# EXTRACTED MATERIAL

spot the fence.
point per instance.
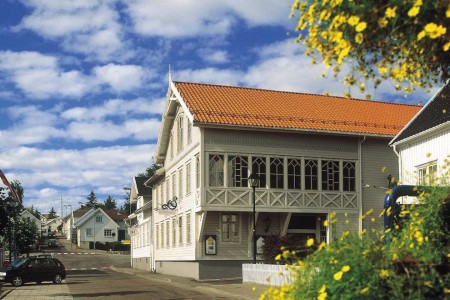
(274, 275)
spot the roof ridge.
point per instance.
(296, 93)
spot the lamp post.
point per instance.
(70, 223)
(128, 191)
(254, 182)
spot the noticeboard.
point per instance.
(210, 245)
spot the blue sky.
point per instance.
(82, 83)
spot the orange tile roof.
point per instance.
(238, 106)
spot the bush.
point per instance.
(403, 263)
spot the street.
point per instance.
(101, 275)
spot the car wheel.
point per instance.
(57, 279)
(17, 281)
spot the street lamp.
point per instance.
(254, 182)
(128, 191)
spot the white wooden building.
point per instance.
(314, 155)
(423, 146)
(140, 222)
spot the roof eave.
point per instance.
(283, 129)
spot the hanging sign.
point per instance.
(210, 245)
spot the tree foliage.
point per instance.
(404, 41)
(110, 203)
(91, 200)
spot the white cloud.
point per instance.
(120, 77)
(213, 56)
(40, 76)
(181, 19)
(48, 175)
(84, 26)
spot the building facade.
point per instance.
(423, 146)
(313, 154)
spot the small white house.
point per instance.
(141, 225)
(95, 226)
(423, 145)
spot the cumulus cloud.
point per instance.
(90, 27)
(181, 19)
(47, 175)
(41, 76)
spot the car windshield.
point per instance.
(16, 263)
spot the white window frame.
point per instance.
(89, 232)
(227, 235)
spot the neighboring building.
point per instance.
(53, 224)
(26, 215)
(99, 226)
(314, 155)
(141, 225)
(423, 145)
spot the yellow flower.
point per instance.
(446, 46)
(338, 276)
(353, 20)
(361, 26)
(382, 22)
(414, 11)
(322, 296)
(421, 35)
(384, 273)
(390, 12)
(322, 245)
(382, 71)
(364, 290)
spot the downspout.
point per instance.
(360, 181)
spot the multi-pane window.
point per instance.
(349, 176)
(174, 229)
(174, 184)
(311, 175)
(259, 167)
(294, 174)
(189, 131)
(276, 173)
(197, 171)
(216, 170)
(162, 235)
(188, 228)
(180, 133)
(230, 228)
(167, 233)
(330, 175)
(171, 146)
(180, 230)
(157, 236)
(237, 171)
(427, 173)
(188, 179)
(180, 182)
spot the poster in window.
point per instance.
(260, 244)
(210, 245)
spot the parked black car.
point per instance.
(36, 269)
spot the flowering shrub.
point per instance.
(413, 264)
(406, 41)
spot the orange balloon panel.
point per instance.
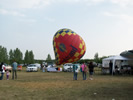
(68, 46)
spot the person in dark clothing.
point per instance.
(2, 70)
(110, 67)
(91, 70)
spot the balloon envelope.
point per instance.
(68, 46)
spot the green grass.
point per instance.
(60, 86)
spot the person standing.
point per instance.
(84, 70)
(75, 71)
(91, 70)
(2, 69)
(110, 67)
(14, 70)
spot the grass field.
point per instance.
(60, 86)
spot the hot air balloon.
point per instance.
(68, 46)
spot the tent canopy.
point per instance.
(116, 60)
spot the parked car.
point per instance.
(8, 67)
(32, 68)
(68, 67)
(52, 69)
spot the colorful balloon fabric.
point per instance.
(68, 46)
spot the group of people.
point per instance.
(84, 70)
(4, 70)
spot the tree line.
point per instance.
(16, 55)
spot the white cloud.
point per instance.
(126, 18)
(13, 13)
(49, 19)
(20, 4)
(122, 2)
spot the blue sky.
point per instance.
(106, 26)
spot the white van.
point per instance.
(68, 67)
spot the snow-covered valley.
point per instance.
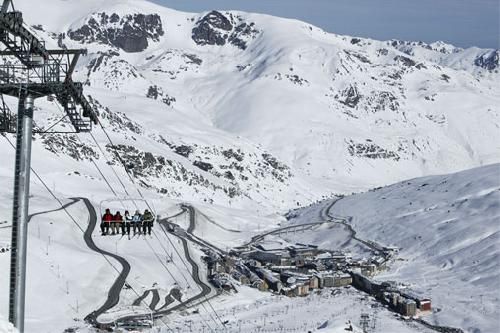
(246, 117)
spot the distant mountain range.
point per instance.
(250, 110)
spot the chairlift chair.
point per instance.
(114, 203)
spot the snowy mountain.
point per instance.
(249, 110)
(447, 230)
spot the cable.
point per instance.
(76, 223)
(142, 196)
(46, 131)
(114, 192)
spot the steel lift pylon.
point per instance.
(34, 72)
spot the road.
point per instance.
(115, 289)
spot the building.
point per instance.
(342, 280)
(424, 305)
(273, 282)
(408, 307)
(313, 282)
(277, 258)
(302, 290)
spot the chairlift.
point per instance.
(125, 204)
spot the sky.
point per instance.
(462, 23)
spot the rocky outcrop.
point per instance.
(130, 33)
(155, 92)
(350, 96)
(488, 60)
(216, 29)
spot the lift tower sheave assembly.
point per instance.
(32, 72)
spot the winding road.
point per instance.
(115, 290)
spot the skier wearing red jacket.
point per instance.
(107, 218)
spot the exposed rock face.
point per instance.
(155, 92)
(212, 29)
(405, 61)
(129, 33)
(217, 29)
(489, 60)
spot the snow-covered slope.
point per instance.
(448, 231)
(244, 109)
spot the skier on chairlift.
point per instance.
(117, 223)
(136, 222)
(128, 221)
(148, 222)
(107, 218)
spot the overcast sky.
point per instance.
(460, 22)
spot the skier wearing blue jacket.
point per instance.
(137, 222)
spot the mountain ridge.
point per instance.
(331, 110)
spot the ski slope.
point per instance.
(275, 114)
(448, 232)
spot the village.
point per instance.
(300, 269)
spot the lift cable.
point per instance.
(166, 252)
(142, 196)
(79, 226)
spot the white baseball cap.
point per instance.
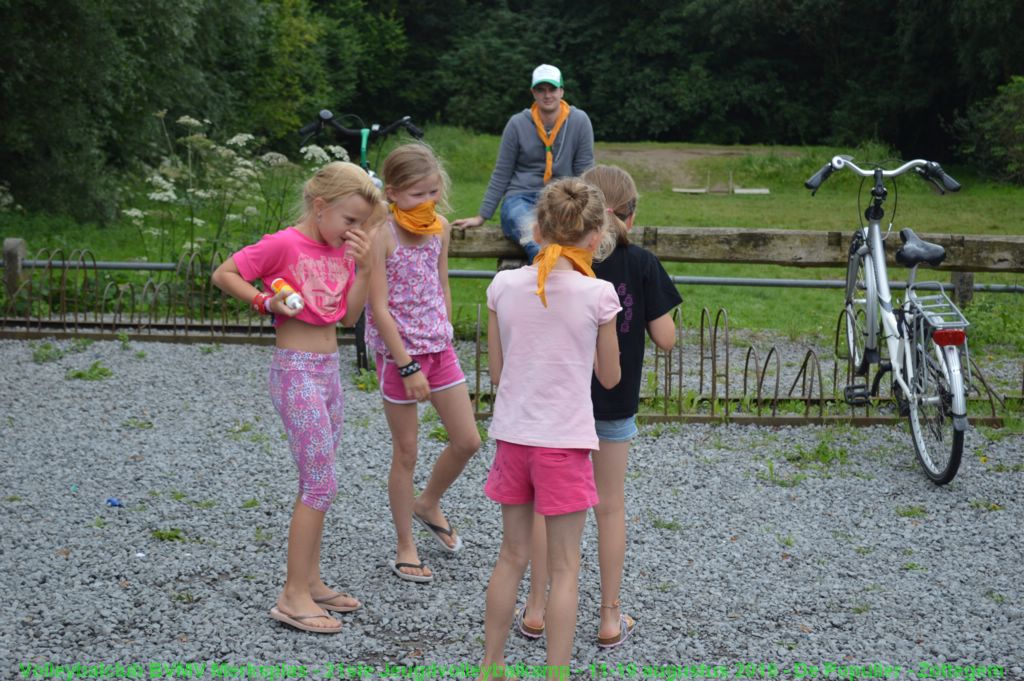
(547, 74)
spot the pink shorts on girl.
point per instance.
(557, 480)
(440, 369)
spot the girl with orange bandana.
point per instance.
(409, 328)
(551, 328)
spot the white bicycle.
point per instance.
(925, 338)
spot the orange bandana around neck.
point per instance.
(420, 220)
(546, 259)
(549, 141)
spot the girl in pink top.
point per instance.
(551, 328)
(327, 258)
(409, 328)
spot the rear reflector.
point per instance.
(946, 337)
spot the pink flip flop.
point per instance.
(296, 621)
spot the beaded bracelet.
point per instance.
(409, 369)
(259, 303)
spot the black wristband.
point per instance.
(409, 369)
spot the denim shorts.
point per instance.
(616, 430)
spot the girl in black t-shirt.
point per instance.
(647, 296)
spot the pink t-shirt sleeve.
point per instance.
(607, 304)
(493, 291)
(261, 258)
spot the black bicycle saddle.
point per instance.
(915, 250)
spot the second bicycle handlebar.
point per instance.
(326, 118)
(930, 170)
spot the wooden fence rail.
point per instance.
(966, 253)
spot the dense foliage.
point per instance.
(81, 79)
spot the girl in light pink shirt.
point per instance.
(410, 330)
(326, 257)
(551, 328)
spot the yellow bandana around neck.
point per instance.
(420, 220)
(546, 259)
(549, 140)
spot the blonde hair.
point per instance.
(568, 210)
(409, 164)
(338, 180)
(620, 197)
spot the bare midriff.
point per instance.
(296, 335)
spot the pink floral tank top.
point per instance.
(415, 298)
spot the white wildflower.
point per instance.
(161, 182)
(240, 139)
(188, 122)
(338, 152)
(164, 197)
(241, 172)
(274, 159)
(315, 154)
(165, 189)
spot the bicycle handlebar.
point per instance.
(326, 118)
(930, 170)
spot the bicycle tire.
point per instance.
(937, 438)
(861, 308)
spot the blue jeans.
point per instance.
(518, 215)
(616, 430)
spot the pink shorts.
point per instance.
(557, 480)
(441, 369)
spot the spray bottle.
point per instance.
(293, 299)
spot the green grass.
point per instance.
(981, 208)
(366, 381)
(673, 525)
(95, 372)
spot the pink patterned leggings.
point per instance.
(305, 388)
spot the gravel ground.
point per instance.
(787, 547)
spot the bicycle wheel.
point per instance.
(938, 437)
(861, 306)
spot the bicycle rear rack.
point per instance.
(938, 311)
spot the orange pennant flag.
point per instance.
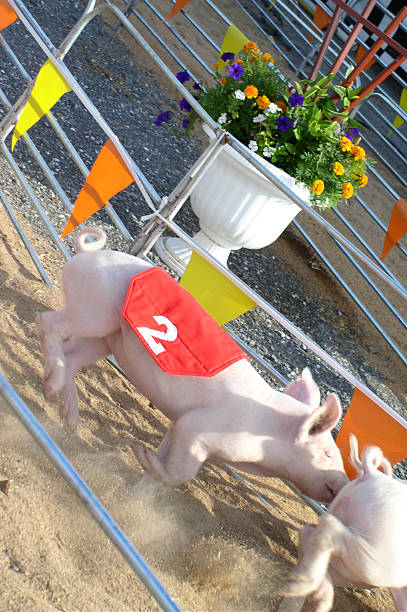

# WHAT TO DO
Copy out every line of the data above word for word, from the first line to the last, leaving out the pictures.

# THE RESULT
spot the fence.
point per instance.
(274, 275)
spot the roof ridge.
point per instance.
(296, 93)
spot the lamp post.
point per instance.
(70, 223)
(128, 191)
(254, 182)
spot the noticeboard.
point per instance.
(210, 245)
spot the blue sky.
point per instance.
(82, 83)
spot the orange tile roof.
point per instance.
(238, 106)
spot the bush.
point per instance.
(403, 263)
spot the street.
point per instance.
(101, 275)
spot the car wheel.
point per instance.
(57, 279)
(17, 281)
spot the street lamp.
point per instance.
(254, 182)
(128, 191)
spot the white wooden building.
point per instance.
(314, 155)
(423, 146)
(140, 222)
spot the roof eave.
point per instance.
(283, 129)
spot the hanging sign.
point per instance.
(210, 245)
spot the tree foliage.
point per instance.
(404, 41)
(110, 203)
(91, 200)
spot the white cloud.
point per instance.
(120, 77)
(213, 56)
(40, 76)
(181, 19)
(48, 175)
(84, 26)
spot the building facade.
point per instance.
(423, 146)
(313, 154)
spot the small white house.
point per instance.
(141, 225)
(95, 226)
(423, 145)
spot the cumulus cloud.
point per instance.
(90, 27)
(181, 19)
(47, 175)
(41, 76)
spot the car windshield.
point per instance.
(16, 263)
spot the white window frame.
point per instance.
(89, 232)
(227, 235)
spot the neighboring building.
point per instance.
(53, 224)
(26, 215)
(99, 226)
(314, 155)
(141, 225)
(423, 145)
spot the yellow flower.
point per instance.
(446, 46)
(338, 276)
(353, 20)
(361, 26)
(382, 22)
(414, 11)
(322, 296)
(421, 35)
(384, 273)
(390, 12)
(322, 245)
(382, 71)
(364, 290)
spot the downspout.
point per instance.
(360, 181)
spot the multi-pane window.
point per instance.
(349, 176)
(174, 229)
(174, 184)
(311, 175)
(259, 167)
(294, 174)
(189, 131)
(276, 173)
(197, 171)
(216, 170)
(162, 235)
(188, 228)
(180, 133)
(230, 228)
(167, 233)
(330, 175)
(171, 146)
(180, 230)
(157, 236)
(237, 171)
(427, 173)
(188, 179)
(180, 182)
spot the poster in window.
point per instance.
(260, 244)
(210, 245)
spot the parked black car.
point per instance.
(36, 269)
spot the flowering shrub.
point per instance.
(413, 264)
(406, 41)
spot the orange balloon panel.
point per instance.
(68, 46)
spot the person in dark clothing.
point per instance.
(2, 70)
(110, 67)
(91, 70)
spot the balloon envelope.
point per instance.
(68, 46)
spot the green grass.
point per instance.
(60, 86)
spot the person standing.
point per instance.
(84, 70)
(75, 71)
(91, 70)
(2, 69)
(110, 67)
(14, 70)
spot the grass field.
point per instance.
(60, 86)
spot the hot air balloon.
point per instance.
(68, 46)
spot the tent canopy.
point per instance.
(116, 60)
spot the parked car.
point per instance.
(8, 67)
(32, 68)
(68, 67)
(52, 69)
spot the colorful balloon fabric.
point per instance.
(68, 46)
spot the group of people.
point per instance.
(84, 70)
(4, 70)
spot the tree line.
point per instance.
(16, 55)
spot the white cloud.
point per instance.
(126, 18)
(13, 13)
(49, 19)
(20, 4)
(122, 2)
spot the blue sky.
point per instance.
(106, 26)
spot the white van.
point per instance.
(68, 67)
spot the snow-covered valley.
point per instance.
(246, 117)
spot the distant mountain range.
point per instance.
(250, 110)
spot the chairlift chair.
point per instance.
(114, 203)
spot the snowy mountain.
point per instance.
(249, 110)
(447, 230)
spot the cable.
point per instance.
(76, 223)
(142, 196)
(46, 131)
(114, 192)
spot the steel lift pylon.
point per instance.
(34, 72)
spot the road.
point per instance.
(115, 289)
spot the building.
point per instance.
(342, 280)
(424, 305)
(273, 282)
(408, 307)
(313, 282)
(277, 258)
(302, 290)
spot the chairlift.
point per instance.
(125, 204)
spot the sky.
point per instance.
(462, 23)
spot the rocky outcrop.
point per instance.
(130, 33)
(155, 92)
(350, 96)
(488, 60)
(216, 29)
spot the lift tower sheave assembly.
point per instance.
(32, 72)
spot the winding road.
point per instance.
(115, 290)
spot the skier wearing red jacket.
point per instance.
(107, 218)
spot the exposed rock face.
point per instance.
(155, 92)
(212, 29)
(405, 61)
(129, 33)
(217, 29)
(489, 60)
spot the snow-covered slope.
point per instance.
(448, 231)
(244, 109)
spot the skier on chairlift.
point per instance.
(117, 223)
(136, 222)
(128, 221)
(148, 222)
(107, 218)
spot the overcast sky.
point per instance.
(460, 22)
spot the skier wearing blue jacket.
point per instance.
(137, 222)
spot the mountain ridge.
point per instance.
(331, 110)
spot the ski slope.
point per instance.
(275, 114)
(448, 232)
spot the village.
point per instance.
(300, 269)
spot the lift cable.
point per instance.
(166, 252)
(142, 196)
(79, 226)
spot the white baseball cap.
point per instance.
(547, 74)
spot the pink shorts on girl.
point per instance.
(557, 480)
(440, 369)
spot the girl with orange bandana.
point per instance.
(409, 328)
(551, 328)
spot the white bicycle.
point per instance.
(925, 338)
spot the orange bandana around neck.
point per instance.
(420, 220)
(546, 259)
(549, 141)
spot the girl in pink top.
point per instance.
(551, 328)
(327, 258)
(409, 328)
spot the rear reflector.
point per instance.
(946, 337)
spot the pink flip flop.
point per instance.
(296, 621)
spot the beaded bracelet.
point per instance.
(409, 369)
(259, 303)
spot the black wristband.
point per instance.
(409, 369)
spot the denim shorts.
point per instance.
(616, 430)
spot the girl in black t-shirt.
point per instance.
(647, 296)
spot the pink t-shirt sleeve.
point per instance.
(607, 304)
(493, 291)
(261, 258)
spot the black bicycle saddle.
point per instance.
(915, 250)
spot the second bicycle handlebar.
point per instance.
(326, 118)
(930, 170)
spot the wooden fence rail.
point per instance.
(966, 253)
spot the dense foliage.
point per instance.
(81, 79)
spot the girl in light pink shirt.
point per instance.
(410, 330)
(326, 257)
(551, 328)
spot the yellow bandana around neck.
point per instance.
(420, 220)
(546, 259)
(549, 140)
spot the blonde hair.
point per instance.
(568, 210)
(409, 164)
(338, 180)
(620, 197)
spot the bare midriff.
point per instance.
(296, 335)
spot the pink floral tank top.
point per instance.
(415, 298)
spot the white wildflower.
point per instance.
(161, 182)
(240, 139)
(188, 122)
(338, 152)
(164, 197)
(241, 172)
(274, 159)
(315, 154)
(165, 189)
spot the bicycle handlebar.
point per instance.
(326, 118)
(930, 170)
spot the bicycle tire.
point per instance.
(937, 438)
(861, 308)
spot the blue jeans.
point per instance.
(518, 215)
(616, 430)
spot the pink shorts.
point per instance.
(557, 480)
(441, 369)
spot the spray bottle.
point per instance.
(293, 299)
spot the green grass.
point per instance.
(981, 208)
(366, 381)
(673, 525)
(95, 372)
spot the pink patterned leggings.
point per instance.
(305, 388)
spot the gravel ground.
point per instance.
(787, 547)
spot the bicycle wheel.
point per instance.
(938, 437)
(861, 306)
spot the bicycle rear rack.
point per instance.
(938, 311)
spot the orange pennant flag.
point per instance.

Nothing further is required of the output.